_TRECHO PARA LEITURA_

Comentário a “Breaking barriers in intercultural philosophy: the power of empathy and interrelationship”
Matheus Oliva da Costa[1]
Referência do artigo comentado: PRAZERES, Amanda Sayonara Fernandes. Breaking barriers in intercultural philosophy: the power of empathy and interrelationship. Trans/form/ação: Revista de Filosofia da Unesp, Marília, v. 47, n. 2, e02400274, 2024. Disponível em: https://revistas.marilia.unesp.br/index.php/transformacao/article/view/16100.
No presente texto, busco comentar aspectos que considero centrais de Prazeres (2024). O objetivo é refletir sobre a viabilidade da proposta apresentada pela filósofa Amanda Prazeres. Para isso, seguirei os seguintes passos: (1) analisar brevemente o pressuposto do impacto da globalização para as trocas filosófico-culturais; (2) realizar um balanço crítico da proposta de aprendizado via empatia mútua e interpenetração recíproca.
Em uma realidade social em que cada vez mais há conexões internacionais de pessoas e de produtos, e as comunicações em nível mundial são não apenas possíveis como também são bastante facilitadas, as diversas áreas de conhecimento procuram se beneficiar dessa troca. Nas chamadas hard sciences, ou seja, nas ciências naturais e exatas, se uma pesquisa X mostra seu valor a partir das regras do jogo científico sobre o tema Y, tal conhecimento sobre Y é aceito em revistas e outros meios de divulgação. Se X foi conduzida na Índia, nos Estados Unidos ou na África do Sul, essa é uma informação a mais, porém, certamente não é um fator legítimo para justificar a negação de um artigo que demonstra seus resultados sobre Y. Também áreas acadêmicas não científicas, mas que seguem padrões modernos influenciados pela política das ciências, como as artes e a matemática teórica, também estão cada vez mais atentas às contribuições das mais diversas fontes de todo o mundo. Contudo, a filosofia, enquanto área acadêmica, parece ainda não ter-se aberto nesse sentido.

_INSTRUÇÕES_
1/ Traduza para o inglês esta frase do comentário: "O objetivo é refletir sobre a viabilidade da proposta apresentada pela filósofa Amanda Prazeres."
2/ Substitua "balanço crítico" por "exame crítico" no trecho do comentário entre "No presente texto, busco" e "e interpenetração recíproca.", inclusive, e escreva esse trecho de novo.

_DADOS FORNECIDOS_

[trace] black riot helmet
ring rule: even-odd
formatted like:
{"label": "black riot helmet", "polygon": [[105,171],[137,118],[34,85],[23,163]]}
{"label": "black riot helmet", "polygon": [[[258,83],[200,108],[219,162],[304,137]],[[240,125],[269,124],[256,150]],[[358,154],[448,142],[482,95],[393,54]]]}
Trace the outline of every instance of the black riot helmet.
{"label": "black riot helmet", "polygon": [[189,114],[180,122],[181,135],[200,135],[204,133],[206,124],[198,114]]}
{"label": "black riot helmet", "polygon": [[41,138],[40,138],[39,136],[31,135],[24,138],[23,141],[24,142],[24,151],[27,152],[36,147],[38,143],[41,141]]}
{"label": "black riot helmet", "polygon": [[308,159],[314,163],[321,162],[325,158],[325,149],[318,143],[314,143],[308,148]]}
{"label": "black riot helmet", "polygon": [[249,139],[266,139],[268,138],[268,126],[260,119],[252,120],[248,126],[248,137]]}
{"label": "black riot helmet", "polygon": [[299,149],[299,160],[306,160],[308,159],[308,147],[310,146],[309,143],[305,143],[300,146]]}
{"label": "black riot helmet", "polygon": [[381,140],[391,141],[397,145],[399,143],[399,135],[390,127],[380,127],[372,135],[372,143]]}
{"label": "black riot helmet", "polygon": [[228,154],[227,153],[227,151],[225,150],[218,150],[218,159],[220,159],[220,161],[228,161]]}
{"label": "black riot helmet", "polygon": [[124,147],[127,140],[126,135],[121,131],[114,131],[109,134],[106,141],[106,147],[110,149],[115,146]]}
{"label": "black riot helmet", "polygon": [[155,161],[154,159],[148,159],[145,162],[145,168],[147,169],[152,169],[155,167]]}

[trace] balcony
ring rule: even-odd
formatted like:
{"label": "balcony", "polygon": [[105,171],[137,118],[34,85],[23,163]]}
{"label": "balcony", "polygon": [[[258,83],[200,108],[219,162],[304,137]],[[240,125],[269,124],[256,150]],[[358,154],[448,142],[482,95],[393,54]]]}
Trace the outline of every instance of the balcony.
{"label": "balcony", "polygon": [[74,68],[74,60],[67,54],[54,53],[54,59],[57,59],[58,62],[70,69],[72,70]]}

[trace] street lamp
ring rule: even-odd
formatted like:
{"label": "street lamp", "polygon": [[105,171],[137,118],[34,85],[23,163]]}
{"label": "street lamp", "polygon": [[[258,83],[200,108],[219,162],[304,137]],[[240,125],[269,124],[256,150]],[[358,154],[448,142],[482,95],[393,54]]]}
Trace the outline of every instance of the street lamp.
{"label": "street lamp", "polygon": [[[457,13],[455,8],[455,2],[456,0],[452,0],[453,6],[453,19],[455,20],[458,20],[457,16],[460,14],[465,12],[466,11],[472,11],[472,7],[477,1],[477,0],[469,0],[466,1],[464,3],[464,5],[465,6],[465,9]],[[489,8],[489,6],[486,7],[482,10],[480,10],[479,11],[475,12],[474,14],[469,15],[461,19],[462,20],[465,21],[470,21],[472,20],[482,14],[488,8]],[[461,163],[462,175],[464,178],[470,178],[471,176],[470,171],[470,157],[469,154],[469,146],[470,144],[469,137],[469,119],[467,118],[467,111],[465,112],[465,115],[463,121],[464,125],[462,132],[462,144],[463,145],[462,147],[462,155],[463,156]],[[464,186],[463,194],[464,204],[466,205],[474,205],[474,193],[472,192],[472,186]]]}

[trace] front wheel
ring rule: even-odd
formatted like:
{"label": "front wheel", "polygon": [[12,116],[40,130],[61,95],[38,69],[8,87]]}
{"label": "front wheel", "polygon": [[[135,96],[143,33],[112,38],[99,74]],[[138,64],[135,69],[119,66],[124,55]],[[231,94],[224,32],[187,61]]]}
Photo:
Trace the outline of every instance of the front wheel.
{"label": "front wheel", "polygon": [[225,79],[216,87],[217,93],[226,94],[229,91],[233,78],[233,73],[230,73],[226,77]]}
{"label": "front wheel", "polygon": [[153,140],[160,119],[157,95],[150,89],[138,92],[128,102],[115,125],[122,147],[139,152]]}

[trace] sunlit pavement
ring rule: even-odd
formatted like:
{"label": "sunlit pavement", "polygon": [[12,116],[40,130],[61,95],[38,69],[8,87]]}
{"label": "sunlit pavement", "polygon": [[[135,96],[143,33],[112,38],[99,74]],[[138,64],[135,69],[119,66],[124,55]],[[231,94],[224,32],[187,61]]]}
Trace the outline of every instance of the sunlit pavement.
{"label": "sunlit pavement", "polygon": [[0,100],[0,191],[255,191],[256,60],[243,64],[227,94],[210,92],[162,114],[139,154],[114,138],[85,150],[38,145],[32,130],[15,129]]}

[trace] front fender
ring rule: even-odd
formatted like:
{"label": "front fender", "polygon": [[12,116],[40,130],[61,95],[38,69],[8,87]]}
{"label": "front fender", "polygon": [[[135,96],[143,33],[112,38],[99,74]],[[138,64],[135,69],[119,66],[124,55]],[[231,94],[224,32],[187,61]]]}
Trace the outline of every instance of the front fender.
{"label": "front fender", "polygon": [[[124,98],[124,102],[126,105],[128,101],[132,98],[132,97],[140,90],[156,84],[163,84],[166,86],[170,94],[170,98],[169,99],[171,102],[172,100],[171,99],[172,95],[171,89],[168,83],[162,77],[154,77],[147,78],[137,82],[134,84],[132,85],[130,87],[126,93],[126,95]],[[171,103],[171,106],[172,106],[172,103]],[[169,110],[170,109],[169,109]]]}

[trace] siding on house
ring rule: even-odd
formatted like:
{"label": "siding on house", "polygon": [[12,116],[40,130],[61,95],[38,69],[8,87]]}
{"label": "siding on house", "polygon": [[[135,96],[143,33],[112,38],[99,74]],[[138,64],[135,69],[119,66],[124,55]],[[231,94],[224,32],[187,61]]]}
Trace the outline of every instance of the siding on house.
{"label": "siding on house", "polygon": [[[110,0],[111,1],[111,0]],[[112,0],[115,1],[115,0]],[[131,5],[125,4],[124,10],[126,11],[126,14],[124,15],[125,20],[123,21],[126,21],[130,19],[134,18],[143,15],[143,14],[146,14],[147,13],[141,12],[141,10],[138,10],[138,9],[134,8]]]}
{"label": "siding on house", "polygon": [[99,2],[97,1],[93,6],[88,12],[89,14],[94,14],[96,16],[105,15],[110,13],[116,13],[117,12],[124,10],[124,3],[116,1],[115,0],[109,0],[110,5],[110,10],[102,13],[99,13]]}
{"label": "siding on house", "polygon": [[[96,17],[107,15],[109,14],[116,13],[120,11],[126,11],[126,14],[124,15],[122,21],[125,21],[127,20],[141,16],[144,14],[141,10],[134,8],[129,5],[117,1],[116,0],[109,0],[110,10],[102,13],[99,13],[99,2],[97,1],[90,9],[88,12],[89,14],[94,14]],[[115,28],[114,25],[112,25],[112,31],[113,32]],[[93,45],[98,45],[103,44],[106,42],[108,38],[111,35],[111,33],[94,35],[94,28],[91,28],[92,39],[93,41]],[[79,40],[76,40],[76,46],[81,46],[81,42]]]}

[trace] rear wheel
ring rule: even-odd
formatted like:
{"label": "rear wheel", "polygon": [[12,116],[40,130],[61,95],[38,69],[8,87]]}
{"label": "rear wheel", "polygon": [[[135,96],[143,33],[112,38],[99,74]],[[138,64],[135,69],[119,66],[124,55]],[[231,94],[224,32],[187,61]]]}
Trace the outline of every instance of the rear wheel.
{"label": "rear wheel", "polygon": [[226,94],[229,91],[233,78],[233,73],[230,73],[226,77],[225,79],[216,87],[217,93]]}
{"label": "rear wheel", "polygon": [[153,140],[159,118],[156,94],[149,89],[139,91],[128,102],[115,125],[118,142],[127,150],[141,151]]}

_RESPOSTAS_
1/ The aim is to reflect on the feasibility of the proposal presented by the philosopher Amanda Prazeres.

2/
No presente texto, busco comentar aspectos que considero centrais de Prazeres (2024). O objetivo é refletir sobre a viabilidade da proposta apresentada pela filósofa Amanda Prazeres. Para isso, seguirei os seguintes passos: (1) analisar brevemente o pressuposto do impacto da globalização para as trocas filosófico-culturais; (2) realizar um exame crítico da proposta de aprendizado via empatia mútua e interpenetração recíproca.